- [EXCERPTED PASSAGE]:
[Start of Attachment]

BUT, on its own, government wasn’t enough.  Government made the middle class possible, but it was unions that assured the growth and health of the middle-class.  It was unions that demanded the creation of the National Labor Relations Act to force employers to bargain in good faith.  It was unions that called for a minimum wage, a reasonable limit to daily and weekly work hours, for health and safety laws and an end to child labor.  It was unions that pushed for unemployment insurance.  And it was public-sector unions that ensured that workers who administered these laws and regulations, and who delivered these services were rewarded with a better standard of living, too.

From the mid-1940s through the 70s, when union membership was highest, the US was unrivaled in the world on virtually every economic measure.  Then the largest fortunes were a bit less great but the smallest pockets were a bit less empty.  Now after 40 years of attacking unions, America remains the greatest wealth generator in the world, but like the 1890s, the riches accrue to only a few.  Meanwhile the rest of the country struggles.

[End of Attachment]

- [ENTRIES PROVIDED]:

[Start of Attachment]

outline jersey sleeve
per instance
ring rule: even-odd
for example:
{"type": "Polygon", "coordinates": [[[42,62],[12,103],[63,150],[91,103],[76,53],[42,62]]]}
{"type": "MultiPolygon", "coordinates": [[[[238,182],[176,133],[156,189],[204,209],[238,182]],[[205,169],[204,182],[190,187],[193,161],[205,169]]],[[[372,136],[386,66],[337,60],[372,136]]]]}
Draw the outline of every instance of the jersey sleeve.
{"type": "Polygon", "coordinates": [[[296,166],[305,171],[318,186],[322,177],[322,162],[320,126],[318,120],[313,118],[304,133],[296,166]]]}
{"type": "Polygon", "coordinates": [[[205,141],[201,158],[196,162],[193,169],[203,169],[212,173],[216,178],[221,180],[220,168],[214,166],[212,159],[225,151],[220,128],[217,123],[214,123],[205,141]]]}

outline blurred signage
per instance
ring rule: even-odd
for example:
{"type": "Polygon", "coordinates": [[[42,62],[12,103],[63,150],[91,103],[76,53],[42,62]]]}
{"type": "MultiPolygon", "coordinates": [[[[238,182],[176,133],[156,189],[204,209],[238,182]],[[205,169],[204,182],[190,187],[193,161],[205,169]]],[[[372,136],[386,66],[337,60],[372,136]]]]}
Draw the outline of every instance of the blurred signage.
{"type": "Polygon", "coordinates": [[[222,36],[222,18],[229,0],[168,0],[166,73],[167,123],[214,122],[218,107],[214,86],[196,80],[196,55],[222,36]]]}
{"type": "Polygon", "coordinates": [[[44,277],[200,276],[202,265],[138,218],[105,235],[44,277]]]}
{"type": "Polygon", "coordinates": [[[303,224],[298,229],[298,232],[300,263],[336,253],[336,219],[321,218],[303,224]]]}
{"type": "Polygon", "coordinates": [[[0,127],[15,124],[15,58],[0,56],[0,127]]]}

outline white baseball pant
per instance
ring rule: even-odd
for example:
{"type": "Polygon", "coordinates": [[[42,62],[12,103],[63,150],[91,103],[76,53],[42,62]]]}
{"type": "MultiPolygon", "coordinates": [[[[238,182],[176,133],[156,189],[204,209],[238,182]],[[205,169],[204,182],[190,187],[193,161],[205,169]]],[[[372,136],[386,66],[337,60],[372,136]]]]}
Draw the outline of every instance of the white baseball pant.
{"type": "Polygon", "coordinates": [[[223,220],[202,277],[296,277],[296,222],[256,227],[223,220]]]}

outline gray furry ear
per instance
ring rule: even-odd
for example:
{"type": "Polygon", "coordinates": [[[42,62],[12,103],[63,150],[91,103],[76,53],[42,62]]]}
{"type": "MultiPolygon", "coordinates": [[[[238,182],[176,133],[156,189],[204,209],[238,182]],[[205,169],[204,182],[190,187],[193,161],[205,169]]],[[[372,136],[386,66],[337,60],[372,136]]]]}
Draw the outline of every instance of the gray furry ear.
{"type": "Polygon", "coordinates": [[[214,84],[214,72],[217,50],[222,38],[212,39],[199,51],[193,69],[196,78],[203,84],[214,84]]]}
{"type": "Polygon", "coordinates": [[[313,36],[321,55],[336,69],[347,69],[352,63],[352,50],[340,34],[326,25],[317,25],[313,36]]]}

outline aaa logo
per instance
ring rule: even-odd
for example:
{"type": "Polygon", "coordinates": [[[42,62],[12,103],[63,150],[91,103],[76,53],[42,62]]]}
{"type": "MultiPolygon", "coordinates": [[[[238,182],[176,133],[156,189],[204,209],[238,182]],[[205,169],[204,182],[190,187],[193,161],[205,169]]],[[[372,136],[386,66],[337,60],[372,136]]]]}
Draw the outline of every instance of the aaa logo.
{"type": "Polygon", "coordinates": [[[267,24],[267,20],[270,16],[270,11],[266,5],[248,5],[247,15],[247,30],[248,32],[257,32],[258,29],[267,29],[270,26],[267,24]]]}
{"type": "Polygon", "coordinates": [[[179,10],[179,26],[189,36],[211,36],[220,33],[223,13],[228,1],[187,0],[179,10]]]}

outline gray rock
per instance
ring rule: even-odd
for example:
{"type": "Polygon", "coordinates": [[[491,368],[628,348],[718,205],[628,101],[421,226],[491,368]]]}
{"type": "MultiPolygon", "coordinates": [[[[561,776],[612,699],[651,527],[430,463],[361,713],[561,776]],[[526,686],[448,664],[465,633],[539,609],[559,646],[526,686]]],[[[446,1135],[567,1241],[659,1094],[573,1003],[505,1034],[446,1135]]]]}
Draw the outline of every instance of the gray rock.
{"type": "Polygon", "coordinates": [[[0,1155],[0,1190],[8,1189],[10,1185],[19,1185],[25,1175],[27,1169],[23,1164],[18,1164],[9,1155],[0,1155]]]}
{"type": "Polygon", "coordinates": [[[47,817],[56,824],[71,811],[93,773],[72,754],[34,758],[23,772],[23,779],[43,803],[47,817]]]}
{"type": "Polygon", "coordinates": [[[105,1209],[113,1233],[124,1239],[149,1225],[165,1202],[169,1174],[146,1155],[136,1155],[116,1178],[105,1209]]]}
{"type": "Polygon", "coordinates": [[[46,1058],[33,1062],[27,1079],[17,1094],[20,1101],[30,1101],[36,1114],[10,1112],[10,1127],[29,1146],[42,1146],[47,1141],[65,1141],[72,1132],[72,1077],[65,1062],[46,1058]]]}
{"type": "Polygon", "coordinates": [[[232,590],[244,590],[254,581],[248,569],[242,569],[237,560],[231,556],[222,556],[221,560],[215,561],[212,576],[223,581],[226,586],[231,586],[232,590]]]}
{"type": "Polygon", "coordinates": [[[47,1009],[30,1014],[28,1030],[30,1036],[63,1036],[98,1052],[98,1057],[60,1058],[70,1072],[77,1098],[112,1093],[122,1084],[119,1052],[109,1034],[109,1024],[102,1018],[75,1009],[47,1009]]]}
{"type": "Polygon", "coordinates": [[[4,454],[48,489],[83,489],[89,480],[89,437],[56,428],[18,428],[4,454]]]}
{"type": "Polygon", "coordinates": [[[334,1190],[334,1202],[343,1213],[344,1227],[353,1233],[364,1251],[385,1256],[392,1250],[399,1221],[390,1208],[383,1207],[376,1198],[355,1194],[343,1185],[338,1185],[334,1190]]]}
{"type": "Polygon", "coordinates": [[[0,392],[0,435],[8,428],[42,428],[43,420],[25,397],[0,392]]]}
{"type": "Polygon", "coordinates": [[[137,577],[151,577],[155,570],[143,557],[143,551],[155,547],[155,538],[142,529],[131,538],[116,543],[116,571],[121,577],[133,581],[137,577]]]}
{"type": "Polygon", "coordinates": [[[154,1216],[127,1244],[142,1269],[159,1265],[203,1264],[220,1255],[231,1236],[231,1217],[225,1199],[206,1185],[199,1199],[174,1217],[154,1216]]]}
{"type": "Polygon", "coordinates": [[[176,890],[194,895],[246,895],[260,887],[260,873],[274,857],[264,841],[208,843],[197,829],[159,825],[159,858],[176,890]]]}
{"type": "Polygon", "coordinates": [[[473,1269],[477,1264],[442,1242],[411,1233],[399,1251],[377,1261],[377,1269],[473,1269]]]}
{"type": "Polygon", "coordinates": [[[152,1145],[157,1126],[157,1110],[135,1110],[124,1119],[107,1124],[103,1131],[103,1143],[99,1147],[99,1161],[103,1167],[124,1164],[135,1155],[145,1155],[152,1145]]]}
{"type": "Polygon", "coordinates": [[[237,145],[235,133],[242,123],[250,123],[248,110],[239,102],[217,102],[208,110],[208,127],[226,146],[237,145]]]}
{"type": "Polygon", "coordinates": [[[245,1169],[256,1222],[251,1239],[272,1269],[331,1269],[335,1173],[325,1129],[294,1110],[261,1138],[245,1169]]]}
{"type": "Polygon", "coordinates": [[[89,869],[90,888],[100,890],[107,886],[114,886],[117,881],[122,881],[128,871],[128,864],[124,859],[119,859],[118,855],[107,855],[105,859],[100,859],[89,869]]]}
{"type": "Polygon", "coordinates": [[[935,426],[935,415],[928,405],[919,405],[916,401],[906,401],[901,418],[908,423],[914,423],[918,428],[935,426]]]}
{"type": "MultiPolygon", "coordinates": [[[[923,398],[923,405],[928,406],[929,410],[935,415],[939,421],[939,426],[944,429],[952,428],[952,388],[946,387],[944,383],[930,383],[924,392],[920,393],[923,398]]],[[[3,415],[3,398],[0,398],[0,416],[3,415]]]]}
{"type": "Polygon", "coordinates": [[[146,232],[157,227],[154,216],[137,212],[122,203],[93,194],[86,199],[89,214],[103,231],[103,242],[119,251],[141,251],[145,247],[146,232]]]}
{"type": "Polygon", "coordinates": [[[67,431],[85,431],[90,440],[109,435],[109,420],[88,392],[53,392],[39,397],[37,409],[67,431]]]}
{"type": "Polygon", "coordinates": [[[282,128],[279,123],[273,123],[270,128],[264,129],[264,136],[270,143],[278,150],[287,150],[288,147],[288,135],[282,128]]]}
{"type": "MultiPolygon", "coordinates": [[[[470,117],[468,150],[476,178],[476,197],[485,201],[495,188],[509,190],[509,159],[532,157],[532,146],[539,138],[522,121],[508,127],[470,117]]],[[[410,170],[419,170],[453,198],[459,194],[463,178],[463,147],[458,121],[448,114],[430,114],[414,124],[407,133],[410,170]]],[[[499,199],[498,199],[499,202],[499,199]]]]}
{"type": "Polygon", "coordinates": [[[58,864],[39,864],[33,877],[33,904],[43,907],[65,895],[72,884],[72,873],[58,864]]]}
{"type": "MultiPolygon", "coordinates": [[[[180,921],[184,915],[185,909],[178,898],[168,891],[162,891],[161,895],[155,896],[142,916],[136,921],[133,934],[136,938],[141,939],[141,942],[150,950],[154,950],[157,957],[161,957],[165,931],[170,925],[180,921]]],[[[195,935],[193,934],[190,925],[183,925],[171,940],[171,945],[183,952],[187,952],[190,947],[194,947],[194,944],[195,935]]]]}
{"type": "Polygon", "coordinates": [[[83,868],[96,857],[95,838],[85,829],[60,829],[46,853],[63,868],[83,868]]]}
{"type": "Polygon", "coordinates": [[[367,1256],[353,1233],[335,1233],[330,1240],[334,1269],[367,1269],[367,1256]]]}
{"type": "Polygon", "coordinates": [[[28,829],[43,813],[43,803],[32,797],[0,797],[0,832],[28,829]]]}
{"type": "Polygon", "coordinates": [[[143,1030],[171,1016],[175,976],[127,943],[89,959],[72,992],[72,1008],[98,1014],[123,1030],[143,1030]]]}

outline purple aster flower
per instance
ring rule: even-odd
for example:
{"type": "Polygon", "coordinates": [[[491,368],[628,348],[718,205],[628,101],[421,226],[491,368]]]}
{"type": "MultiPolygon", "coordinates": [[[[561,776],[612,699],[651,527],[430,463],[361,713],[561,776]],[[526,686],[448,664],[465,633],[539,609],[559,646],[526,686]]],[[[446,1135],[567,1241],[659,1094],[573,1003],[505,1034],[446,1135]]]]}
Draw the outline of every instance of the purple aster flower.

[End of Attachment]

- [EXERCISE TASKS]:
1. According to the passage on unions and the middle class, why did unions demand the creation of the National Labor Relations Act? Answer in one to three sentences.
2. Rewrite the paragraph beginning "BUT, on its own, government wasn't enough" from the passage on unions and the middle class as a bulleted list that keeps its main facts.
3. Continue the passage on unions and the middle class, starting after its last sentence.

- [ANSWERS TO THE EXERCISE]:
1. Unions demanded the National Labor Relations Act to force employers to bargain in good faith.

2.
- Government made the middle class possible, but unions assured its growth and health.
- Unions demanded the National Labor Relations Act to force employers to bargain in good faith.
- Unions called for a minimum wage, reasonable limits on daily and weekly work hours, health and safety laws, and an end to child labor.
- Unions pushed for unemployment insurance.
- Public-sector unions ensured that workers who administered these laws and regulations and delivered these services also gained a better standard of living.

3.
What happened? 

From 1940 to the late 70s, most Republicans and Democrats agreed that a powerful and efficient government was necessary to stimulate and guide our economy.  And they came to agree to offer vital services like Social Security, Medicare, Medicaid, veterans’ benefits, job training, food support, research and development, and un-biased data collection.  They also agreed that unions had a place at the table.  While they often disagreed on the pace and extent of reforms, they agreed that Americans should have enforceable rights on the street and at work, and equal access to the voting booth

After 1980, this began to change.  There were concerted efforts to delude Americans into believing that it was government that was the source of our problems, rather than the un-checked power of large private corporations and the erosion of our hard-won rights to bargain together and to vote.

When Dr. King got to Memphis, he saw brutalized workers utterly without power.  The sanitation workers had no gloves, no boots, no rain gear, no lockers, no men’s rooms or showers, and only 15 minutes for lunch.  They worked with old, dangerous equipment.  Worse, they worked 10 to 12 hours a day but got paid pennies per hour for only eight.  Even worse, if their bosses were so inclined, workers might not get paid on their designated paydays.  If they complained, they could expect to be fired.  The plantation had come to Memphis.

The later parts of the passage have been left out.